__ACTIVITY LIST__
**A)** Condense the paragraph of the article on the great resignation that begins "Companies got sold and pensions got cut" into a bulleted list that keeps its main facts.
**B)** In the article on the great resignation, what central theme ran through all of Horatio Alger's stories?
**C)** Write a continuation of the article on the great resignation that begins after its final sentence.

__TEXT FOR ANALYSIS__
It’s a new world coming out of the coronavirus pandemic. You may have heard “great resignation” or “quiet quitting.” You may also feel they do not apply to construction. But they probably will impact our industry more than others. For a decade, we have heard about how bad the millennials are about work ethics. If you thought this was wrong, hold on, it will likely change. Maybe we should look back and try to understand why and how this has happened.

A Look Back

America was built on the Horatio Alger story. Who was Horatio Alger? He was an American author who wrote short stories targeted at the young and impoverished. He wrote in the 1800s and the central theme was the same in all his stories; you can and will get ahead through hard work, integrity, perseverance and loyalty. The stories relayed rags-to-riches for everyday workers. Many credit Alger for creating or promoting the American “can-do” spirit that made this country great. We also had examples in real life: Abraham Lincoln, Frederick Douglass, Dolly Parton and Steve Jobs are some. While this can still happen today, there is another side to consider.

Sons grew up seeing their fathers work for a large company for decades, then retire with a nice pension. I believe this would be middle class and common throughout America in the ’50s and ’60s. Then things changed.

Companies got sold and pensions got cut or dried up. That son would see his father be forced to go to work at a box store to make ends meet. This is not the American middle class promise that the son or daughter was told about. The dedication and loyalty to that firm did not pan out. This did not happen overnight and is certainly not always the case. Some people work a long time for the same firm and it works out. My own family has two such people. Combined, they put in over 50 years of loyal service to the same companies. The owners are hands-on and rewarded loyalty by allowing them a voice in the company’s direction and flexibility on scheduling their work hours and private time.

However, even with all that partnership, they are both experiencing some resignation. The coronavirus made them think, “What is life really about?” It seems we have a choice: work to live or live to work. Most Baby Boomers, like me, seem to live to work. Young people tend to think differently. They look at work as a means to survive and pay for life. Why kill yourself for the company? I am sure business owners do not want to hear this, as they preferred the old days when workers were pushed to do a little extra every day. Encouraged by incentives, bonuses and performance reviews, co-workers were pitted against each other.

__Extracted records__
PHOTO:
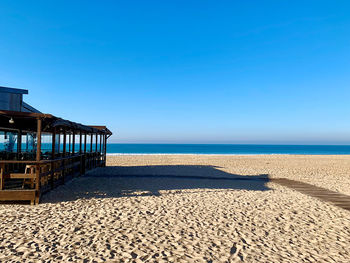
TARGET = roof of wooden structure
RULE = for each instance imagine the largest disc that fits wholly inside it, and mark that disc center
(27, 121)
(12, 90)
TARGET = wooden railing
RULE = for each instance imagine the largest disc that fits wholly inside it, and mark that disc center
(44, 175)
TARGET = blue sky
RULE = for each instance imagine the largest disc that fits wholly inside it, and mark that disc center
(185, 71)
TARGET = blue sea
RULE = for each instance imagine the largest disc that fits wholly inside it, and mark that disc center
(244, 149)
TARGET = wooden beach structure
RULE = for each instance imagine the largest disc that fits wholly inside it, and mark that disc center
(40, 151)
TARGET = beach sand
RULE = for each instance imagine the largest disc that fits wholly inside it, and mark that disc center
(185, 208)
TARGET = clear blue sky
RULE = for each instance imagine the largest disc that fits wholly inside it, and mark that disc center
(185, 71)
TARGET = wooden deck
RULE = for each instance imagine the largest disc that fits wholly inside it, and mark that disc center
(48, 175)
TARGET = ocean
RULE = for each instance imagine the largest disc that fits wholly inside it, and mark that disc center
(236, 149)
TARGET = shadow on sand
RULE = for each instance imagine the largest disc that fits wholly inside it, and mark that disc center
(121, 181)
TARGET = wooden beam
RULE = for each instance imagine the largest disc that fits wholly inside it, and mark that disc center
(38, 136)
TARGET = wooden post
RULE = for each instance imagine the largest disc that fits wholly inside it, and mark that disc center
(2, 175)
(64, 143)
(105, 149)
(53, 144)
(80, 139)
(69, 143)
(19, 142)
(96, 142)
(38, 140)
(85, 143)
(37, 185)
(73, 144)
(91, 139)
(96, 150)
(100, 143)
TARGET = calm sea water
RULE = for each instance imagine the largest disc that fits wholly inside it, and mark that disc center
(116, 148)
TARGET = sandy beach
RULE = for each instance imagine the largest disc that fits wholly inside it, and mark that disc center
(185, 208)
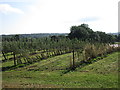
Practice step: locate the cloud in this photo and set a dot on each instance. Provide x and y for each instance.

__EXPECTED RESPONSES__
**A)**
- Companies were sold, and pensions were cut or dried up.
- Sons saw their fathers forced to work at box stores to make ends meet, which broke the promise of the American middle class.
- Dedication and loyalty to the firm did not pay off. The change was gradual and did not happen in every case.
- Some people still do well with one firm. Two members of the writer's family together gave over 50 years of loyal service to the same companies.
- Their hands-on owners rewarded that loyalty with a voice in the company's direction and flexibility in scheduling work hours and private time.

**B)** The theme was that you can and will get ahead through hard work, integrity, perseverance and loyalty.

**C)**
The father of this movement was Jack Welch, often called “Neutron Jack.” Welch took over General Electric Co. in 1981 and instituted radical, and often considered ruthless, cost-cutting measures to boost quarterly earnings. Welch would require management to rank workers and automatically cut the bottom 10 percent annually. More than 100,000 people lost their jobs in the first two years. Those workers thought they had a job for life. He also is credited as the first celebrity CEO. Wall Street was in awe as GE stock soared to new heights and Welch made huge salaries with a kind of CEO worship from America. In the long run, Welch’s strategy did not lead to long-term profits for GE. Today, GE is no longer the most valuable company on earth and the conglomerate that spanned the world, encompassing several industries. Today, GE is chopped up into three discrete pieces.

Before Welch, GE was the company that brought us the light bulb, power plants, X-ray machines and influenced industry and innovation, including the U.S. government, by helping put men on the moon with Apollo missions. As the author David Gelles notes on his research of GE and Welch, GE engineers could be seen working side by side with NASA back then. It was not all about quick profits; they had a vision for the future.

A Look Ahead

Maybe “Making America Great Again” is more about returning to the old GE days. My two loyal employee family members have also felt the pressure of coronavirus and pondered that life and work should be more balanced. Their employers have made some adjustments to allow them that balance. Both companies are doing quite well, and time will only tell if that continues. I can attest that both feel a sense of loyalty to their bosses that is not so common today. Before we blame young people, should we understand that things, times and attitudes change?